-- Task --
Locate the line with "like [329, 101]." in the material. Copy that line and each one after it, through the last, exactly and with nothing else.
++++++++
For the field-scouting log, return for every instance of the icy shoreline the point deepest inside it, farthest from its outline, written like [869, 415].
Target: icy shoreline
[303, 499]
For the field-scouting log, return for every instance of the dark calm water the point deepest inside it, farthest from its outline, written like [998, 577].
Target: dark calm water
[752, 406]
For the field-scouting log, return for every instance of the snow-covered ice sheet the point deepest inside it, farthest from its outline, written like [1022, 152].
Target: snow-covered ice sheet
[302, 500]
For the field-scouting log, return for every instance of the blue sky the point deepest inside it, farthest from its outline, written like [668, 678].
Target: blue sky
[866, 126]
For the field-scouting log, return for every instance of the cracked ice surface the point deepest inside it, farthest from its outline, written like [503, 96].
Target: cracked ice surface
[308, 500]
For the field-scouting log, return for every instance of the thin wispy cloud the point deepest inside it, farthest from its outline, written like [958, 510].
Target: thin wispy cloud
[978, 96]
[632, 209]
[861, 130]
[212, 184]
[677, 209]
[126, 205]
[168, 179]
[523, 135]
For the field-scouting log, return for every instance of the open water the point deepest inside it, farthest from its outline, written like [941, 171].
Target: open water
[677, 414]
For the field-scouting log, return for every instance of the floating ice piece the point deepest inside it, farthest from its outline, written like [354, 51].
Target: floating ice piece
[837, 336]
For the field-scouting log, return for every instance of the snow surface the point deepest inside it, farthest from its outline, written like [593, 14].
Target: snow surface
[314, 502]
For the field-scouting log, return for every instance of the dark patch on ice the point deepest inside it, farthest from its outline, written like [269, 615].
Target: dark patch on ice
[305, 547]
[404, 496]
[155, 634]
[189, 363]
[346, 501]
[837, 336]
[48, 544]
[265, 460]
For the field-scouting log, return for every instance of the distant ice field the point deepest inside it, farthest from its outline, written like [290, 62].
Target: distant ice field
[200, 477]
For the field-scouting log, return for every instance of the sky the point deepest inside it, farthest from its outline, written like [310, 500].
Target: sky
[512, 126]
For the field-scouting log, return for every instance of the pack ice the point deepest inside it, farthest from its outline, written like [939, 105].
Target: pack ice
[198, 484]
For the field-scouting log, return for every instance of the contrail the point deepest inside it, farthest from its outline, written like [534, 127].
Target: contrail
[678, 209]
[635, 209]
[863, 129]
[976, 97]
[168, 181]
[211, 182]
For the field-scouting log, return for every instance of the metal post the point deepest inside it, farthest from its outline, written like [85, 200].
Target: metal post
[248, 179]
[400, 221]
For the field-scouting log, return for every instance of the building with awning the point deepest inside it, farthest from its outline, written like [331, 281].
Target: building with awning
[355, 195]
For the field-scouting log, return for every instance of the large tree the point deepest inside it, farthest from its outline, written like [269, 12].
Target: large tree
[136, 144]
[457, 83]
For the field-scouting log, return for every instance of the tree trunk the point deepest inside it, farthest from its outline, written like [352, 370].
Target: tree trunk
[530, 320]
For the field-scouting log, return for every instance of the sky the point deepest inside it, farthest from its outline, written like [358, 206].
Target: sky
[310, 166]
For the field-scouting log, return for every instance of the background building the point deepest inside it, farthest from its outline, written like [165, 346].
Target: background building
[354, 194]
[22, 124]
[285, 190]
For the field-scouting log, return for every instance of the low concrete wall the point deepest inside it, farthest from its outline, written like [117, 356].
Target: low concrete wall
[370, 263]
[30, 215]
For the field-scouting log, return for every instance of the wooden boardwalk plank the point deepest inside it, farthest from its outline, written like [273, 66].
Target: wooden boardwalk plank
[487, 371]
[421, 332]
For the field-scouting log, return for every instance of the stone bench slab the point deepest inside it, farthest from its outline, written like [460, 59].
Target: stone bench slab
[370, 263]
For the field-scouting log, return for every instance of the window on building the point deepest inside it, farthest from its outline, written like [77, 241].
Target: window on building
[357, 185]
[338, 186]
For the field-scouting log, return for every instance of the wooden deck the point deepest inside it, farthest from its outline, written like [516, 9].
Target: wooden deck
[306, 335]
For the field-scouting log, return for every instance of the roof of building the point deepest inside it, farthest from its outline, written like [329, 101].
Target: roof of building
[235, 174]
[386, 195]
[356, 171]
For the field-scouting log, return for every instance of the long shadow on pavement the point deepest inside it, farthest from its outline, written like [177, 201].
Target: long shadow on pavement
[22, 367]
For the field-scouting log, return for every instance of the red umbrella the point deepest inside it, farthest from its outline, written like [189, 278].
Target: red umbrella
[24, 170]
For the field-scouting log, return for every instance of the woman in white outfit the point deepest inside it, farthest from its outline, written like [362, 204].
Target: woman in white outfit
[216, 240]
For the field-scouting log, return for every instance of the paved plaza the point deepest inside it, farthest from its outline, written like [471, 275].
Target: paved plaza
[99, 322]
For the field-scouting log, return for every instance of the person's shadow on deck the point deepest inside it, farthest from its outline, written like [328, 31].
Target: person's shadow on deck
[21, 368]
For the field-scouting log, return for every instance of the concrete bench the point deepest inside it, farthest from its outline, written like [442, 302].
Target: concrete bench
++++++++
-- Answer space --
For the field-scouting log, return for every instance of the roof of building the point deepest inside it, farthest from its outline, written like [329, 101].
Target: roof of building
[235, 174]
[386, 195]
[356, 171]
For the field-scouting log, return for every instance of the long shadow on pavement the point deepest inside it, farthest from its outline, written like [177, 201].
Target: long shadow on pavement
[22, 367]
For the field-scouting log, return for every instance of the red umbrella the point deepest inside it, farthest from its outline, written like [189, 278].
Target: red umbrella
[24, 170]
For the field-scouting log, return for every instance of the woman in white outfit the point deepest inside it, farthest from its outline, written like [362, 204].
Target: woman in white outfit
[216, 240]
For the field-scouting log, return for every instance of the paved plaza the point deepest inside it, farthest from its outline, written like [471, 275].
Target: paved plaza
[99, 322]
For the field-scouting log, return for every instance of the person's shadow on deck the point deepest inside it, farthest from its outline, written like [328, 31].
Target: person's shadow on deck
[21, 368]
For the field-scouting log, return for every instance of the concrete bench the point deepest inside it, farthest from its outline, written like [442, 302].
Target: concrete bench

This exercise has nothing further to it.